* **EXCERPTED TEXT**

The fact that the Bible can include all this stuff and yet remain on every good Catholic’s "Must Read!" list tells us something about literature: It CAN (not the same thing as MUST) contain sick and weird and occult stuff.

If that’s not what you’re expecting from a piece of literature then it’s quite understandable that you’ll be put off by it, but in principle literature can contain all that stuff.

It also may be that a particular piece of literature contains so much of that stuff that it’s offputting–and this is often a matter of taste. Different people (or even the same people in different moods) have different tolerances for such content. And that can play a role.

There also can be moral problems with the WAY in which the material is presented. Some works GLORIFY sick and weird and occult stuff, and that’s just wrong.

I haven’t read Last Call, so I don’t know if that’s the case there, but I think that some light is shed on Tim Powers’s approach in the interview that you link.

For example, in commenting on the fact that he used Tarot cards in that book, he states:


      I don’t think I created a moral framework for Tarot cards – I think I used the framework that was already clustered around them. I mean, everybody’s scared of Ouija boards, right? Tarot cards are very similar. It might be an idiosyncrasy of mine, or something I’ve picked up from being a Christian and a C. S. Lewis fan, but I’ve always taken it as a given that magic is bad for you, and that if you mess with it a lot it will damage and diminish you.
      
      I think a book that presented Tarot cards a benign or neutral – as opposed to dangerous – would have to get over the average reader’s accumulated impression that Tarot cards are dangerous. I had to buy a deck of the Ryder-Waite Tarot cards, to look at the pictures on them, but I’d never shuffle them. After all, if some fortune-telling device works, you’re getting something: information. Is this free? If it’s not free, what is the cost?

So Powers indicates that he views Tarot cards as something that are dangerous and that (if one behaves morally) one should not use. That doesn’t preclude using Tarot cards in fiction, though, as long as one doesn’t glorify their use. You can show someone being attracted to Tarot cards (just like one can show someone in a story being attracted to any other evil) as long as the story retains a fundamental moral framework, which I gather his does with respect to Tarot cards since he seems to show the cost (danger/evil) associated with using Tarot cards.

Extracted data entries:
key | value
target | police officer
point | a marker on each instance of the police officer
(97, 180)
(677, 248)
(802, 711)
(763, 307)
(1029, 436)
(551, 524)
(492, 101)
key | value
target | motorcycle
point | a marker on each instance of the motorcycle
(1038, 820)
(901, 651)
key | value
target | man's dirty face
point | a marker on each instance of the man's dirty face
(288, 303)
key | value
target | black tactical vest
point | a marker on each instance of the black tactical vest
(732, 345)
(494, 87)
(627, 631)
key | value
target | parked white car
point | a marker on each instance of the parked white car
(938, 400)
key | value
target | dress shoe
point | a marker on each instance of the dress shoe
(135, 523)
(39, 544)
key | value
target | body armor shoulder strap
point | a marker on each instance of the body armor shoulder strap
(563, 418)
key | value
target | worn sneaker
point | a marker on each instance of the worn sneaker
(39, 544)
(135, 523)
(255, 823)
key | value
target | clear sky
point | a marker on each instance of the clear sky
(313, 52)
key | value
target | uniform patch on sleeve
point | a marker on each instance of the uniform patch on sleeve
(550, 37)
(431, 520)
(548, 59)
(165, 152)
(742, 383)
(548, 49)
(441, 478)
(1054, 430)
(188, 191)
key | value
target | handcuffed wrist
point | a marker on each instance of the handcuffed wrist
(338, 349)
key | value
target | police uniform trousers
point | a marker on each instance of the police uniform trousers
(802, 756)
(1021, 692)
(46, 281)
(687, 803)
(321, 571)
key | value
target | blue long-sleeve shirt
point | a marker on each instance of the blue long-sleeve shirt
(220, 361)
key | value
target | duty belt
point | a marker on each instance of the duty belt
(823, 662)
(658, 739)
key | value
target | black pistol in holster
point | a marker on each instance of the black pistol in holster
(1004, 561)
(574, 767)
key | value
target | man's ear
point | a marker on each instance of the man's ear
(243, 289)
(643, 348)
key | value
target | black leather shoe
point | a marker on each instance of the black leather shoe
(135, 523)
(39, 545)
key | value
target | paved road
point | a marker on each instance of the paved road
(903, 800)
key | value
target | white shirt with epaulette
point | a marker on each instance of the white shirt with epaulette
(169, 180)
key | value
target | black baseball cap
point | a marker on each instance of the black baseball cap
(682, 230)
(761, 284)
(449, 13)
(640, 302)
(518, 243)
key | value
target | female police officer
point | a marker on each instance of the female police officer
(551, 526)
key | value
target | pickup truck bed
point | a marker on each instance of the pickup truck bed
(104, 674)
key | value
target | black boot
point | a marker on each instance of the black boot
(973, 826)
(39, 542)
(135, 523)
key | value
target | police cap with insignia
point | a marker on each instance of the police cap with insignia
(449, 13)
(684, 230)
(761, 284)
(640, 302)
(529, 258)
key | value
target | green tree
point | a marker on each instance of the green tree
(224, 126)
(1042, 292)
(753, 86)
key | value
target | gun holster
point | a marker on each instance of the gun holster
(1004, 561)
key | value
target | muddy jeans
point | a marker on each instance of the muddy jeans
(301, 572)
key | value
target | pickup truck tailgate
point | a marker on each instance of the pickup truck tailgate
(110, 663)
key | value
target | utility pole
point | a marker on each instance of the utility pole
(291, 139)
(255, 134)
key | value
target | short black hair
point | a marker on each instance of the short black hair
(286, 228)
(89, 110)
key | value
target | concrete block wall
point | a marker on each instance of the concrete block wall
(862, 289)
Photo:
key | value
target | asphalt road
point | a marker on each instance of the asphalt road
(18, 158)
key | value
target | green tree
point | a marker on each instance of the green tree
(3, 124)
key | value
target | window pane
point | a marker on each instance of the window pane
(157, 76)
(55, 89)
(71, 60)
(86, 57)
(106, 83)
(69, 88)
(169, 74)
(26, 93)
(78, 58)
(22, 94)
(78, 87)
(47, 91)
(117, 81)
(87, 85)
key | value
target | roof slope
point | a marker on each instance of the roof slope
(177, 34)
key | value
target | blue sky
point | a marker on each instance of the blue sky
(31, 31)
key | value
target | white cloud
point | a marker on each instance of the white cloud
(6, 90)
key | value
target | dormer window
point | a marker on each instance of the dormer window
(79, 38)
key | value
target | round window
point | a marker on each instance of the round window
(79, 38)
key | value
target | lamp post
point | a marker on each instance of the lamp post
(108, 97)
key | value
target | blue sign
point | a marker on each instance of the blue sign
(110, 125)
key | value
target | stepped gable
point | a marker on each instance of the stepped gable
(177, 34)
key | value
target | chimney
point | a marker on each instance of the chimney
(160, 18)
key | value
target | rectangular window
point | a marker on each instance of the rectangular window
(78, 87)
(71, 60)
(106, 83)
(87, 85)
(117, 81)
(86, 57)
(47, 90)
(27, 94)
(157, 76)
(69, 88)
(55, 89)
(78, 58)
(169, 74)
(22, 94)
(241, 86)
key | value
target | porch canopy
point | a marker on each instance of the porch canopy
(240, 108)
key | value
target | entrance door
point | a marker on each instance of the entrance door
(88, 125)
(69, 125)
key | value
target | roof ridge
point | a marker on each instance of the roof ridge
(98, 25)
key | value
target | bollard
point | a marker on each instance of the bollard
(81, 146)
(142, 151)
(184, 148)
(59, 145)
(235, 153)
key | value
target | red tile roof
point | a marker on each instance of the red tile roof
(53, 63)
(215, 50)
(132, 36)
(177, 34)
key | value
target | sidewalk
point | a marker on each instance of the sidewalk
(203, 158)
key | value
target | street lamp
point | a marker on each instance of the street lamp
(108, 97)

* **BRIEF 1**
In the excerpt, what did Powers buy so that he could look at the pictures on them?
* **BRIEF 2**
Extract the passage from the excerpt, starting at "I haven’t read" and ending at "and diminish you.".

* **ANSWER AREA 1**
A deck of the Ryder-Waite Tarot cards.

* **ANSWER AREA 2**
I haven’t read Last Call, so I don’t know if that’s the case there, but I think that some light is shed on Tim Powers’s approach in the interview that you link.

For example, in commenting on the fact that he used Tarot cards in that book, he states:


      I don’t think I created a moral framework for Tarot cards – I think I used the framework that was already clustered around them. I mean, everybody’s scared of Ouija boards, right? Tarot cards are very similar. It might be an idiosyncrasy of mine, or something I’ve picked up from being a Christian and a C. S. Lewis fan, but I’ve always taken it as a given that magic is bad for you, and that if you mess with it a lot it will damage and diminish you.